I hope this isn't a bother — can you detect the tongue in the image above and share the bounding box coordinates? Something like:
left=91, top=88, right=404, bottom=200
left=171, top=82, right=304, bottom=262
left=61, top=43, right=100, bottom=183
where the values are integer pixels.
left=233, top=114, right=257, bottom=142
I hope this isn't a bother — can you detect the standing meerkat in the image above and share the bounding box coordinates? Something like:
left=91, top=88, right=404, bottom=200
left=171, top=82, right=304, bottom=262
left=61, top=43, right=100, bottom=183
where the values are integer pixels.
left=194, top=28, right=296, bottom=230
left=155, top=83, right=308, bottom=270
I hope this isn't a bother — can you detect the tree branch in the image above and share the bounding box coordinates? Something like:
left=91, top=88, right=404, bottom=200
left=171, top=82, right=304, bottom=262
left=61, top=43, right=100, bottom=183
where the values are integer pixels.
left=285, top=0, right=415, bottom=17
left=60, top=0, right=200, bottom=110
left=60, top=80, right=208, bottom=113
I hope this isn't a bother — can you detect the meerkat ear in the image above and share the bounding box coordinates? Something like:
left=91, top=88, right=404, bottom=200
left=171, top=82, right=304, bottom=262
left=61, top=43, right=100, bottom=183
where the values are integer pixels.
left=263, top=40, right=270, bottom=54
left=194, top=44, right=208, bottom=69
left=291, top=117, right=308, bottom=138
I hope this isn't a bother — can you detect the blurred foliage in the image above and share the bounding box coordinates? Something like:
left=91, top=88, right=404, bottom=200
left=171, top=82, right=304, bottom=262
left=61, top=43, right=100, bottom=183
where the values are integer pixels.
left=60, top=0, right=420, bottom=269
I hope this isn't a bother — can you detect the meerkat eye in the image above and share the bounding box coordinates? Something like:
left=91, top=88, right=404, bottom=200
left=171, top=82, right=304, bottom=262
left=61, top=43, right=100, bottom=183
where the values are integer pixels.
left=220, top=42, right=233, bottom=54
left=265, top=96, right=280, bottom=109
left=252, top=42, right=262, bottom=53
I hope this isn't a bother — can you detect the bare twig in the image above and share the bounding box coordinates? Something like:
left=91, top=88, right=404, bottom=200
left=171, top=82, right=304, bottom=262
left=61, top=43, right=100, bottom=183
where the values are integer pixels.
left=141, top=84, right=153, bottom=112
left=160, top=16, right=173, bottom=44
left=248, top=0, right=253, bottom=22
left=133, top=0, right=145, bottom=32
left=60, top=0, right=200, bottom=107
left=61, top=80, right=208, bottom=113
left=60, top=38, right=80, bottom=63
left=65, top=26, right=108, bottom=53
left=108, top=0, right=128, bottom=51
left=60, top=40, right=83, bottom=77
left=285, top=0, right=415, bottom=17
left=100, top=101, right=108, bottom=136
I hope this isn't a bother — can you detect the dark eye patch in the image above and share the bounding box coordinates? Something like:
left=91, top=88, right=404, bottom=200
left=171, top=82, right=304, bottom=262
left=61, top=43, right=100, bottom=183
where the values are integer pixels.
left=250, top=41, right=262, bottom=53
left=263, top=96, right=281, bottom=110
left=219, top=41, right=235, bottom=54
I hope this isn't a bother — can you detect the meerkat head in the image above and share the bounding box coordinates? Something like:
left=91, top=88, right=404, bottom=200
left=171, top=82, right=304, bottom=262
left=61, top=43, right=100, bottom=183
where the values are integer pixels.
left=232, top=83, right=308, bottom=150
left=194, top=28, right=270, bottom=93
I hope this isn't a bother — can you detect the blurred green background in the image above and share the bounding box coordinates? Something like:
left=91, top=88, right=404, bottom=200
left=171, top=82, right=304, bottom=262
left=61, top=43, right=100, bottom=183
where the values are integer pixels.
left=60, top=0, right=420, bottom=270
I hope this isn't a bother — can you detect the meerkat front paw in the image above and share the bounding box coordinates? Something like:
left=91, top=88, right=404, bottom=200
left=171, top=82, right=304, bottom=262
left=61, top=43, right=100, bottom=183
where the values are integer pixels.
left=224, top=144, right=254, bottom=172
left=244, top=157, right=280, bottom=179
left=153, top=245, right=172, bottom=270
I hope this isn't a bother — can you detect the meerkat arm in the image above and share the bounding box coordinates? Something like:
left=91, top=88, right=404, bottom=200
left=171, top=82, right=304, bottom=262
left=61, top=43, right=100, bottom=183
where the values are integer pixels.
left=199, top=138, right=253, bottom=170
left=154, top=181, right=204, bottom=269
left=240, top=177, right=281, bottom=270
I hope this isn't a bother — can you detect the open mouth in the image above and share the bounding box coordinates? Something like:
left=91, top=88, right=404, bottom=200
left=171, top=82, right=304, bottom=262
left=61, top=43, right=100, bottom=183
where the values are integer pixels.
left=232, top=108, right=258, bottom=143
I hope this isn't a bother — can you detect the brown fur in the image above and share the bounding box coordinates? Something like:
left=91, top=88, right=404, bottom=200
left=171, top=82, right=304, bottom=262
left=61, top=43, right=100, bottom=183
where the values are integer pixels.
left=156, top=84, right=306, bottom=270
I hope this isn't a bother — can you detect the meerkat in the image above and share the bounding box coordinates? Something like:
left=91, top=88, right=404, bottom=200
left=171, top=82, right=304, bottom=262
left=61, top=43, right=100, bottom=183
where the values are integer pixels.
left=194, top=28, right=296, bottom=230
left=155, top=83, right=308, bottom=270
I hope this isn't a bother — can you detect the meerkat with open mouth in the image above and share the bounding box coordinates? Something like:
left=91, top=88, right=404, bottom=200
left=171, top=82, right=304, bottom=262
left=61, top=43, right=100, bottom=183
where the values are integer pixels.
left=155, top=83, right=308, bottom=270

→ **Task to carry out**:
Add 23 to every bounding-box coordinate in the answers of the listing, starting at its first line and ending at the line that contains "left=291, top=117, right=308, bottom=138". Rewrite all of those lines, requests included, and leave the numbers in the requests and their sample formats unchanged.

→ **Expected answer**:
I hope this isn't a bother — can you detect the tongue in the image above and share the bounding box coordinates? Something like:
left=91, top=88, right=404, bottom=200
left=171, top=82, right=304, bottom=262
left=61, top=43, right=100, bottom=183
where the values are integer pixels.
left=256, top=137, right=280, bottom=165
I hope this isn't a bother — can you detect the standing meerkat in the image above and share the bounding box coordinates? Something like:
left=91, top=88, right=404, bottom=200
left=171, top=82, right=304, bottom=262
left=61, top=43, right=100, bottom=183
where the values are integer pixels.
left=217, top=51, right=319, bottom=253
left=178, top=106, right=331, bottom=293
I hope this isn't a bother — can you detect the tree branch in the image above and share the bounding box coordinates? Something like:
left=91, top=88, right=404, bottom=200
left=171, top=82, right=304, bottom=262
left=61, top=43, right=100, bottom=183
where the values are integer pixels.
left=308, top=23, right=438, bottom=40
left=83, top=23, right=223, bottom=133
left=83, top=103, right=231, bottom=136
I hope this isn't a bother — can you detect the meerkat ear in the image above and share the bounding box coordinates? Something like:
left=91, top=88, right=404, bottom=200
left=171, top=82, right=304, bottom=262
left=61, top=43, right=100, bottom=183
where the values are integer pixels.
left=286, top=63, right=293, bottom=77
left=217, top=67, right=231, bottom=92
left=314, top=140, right=331, bottom=161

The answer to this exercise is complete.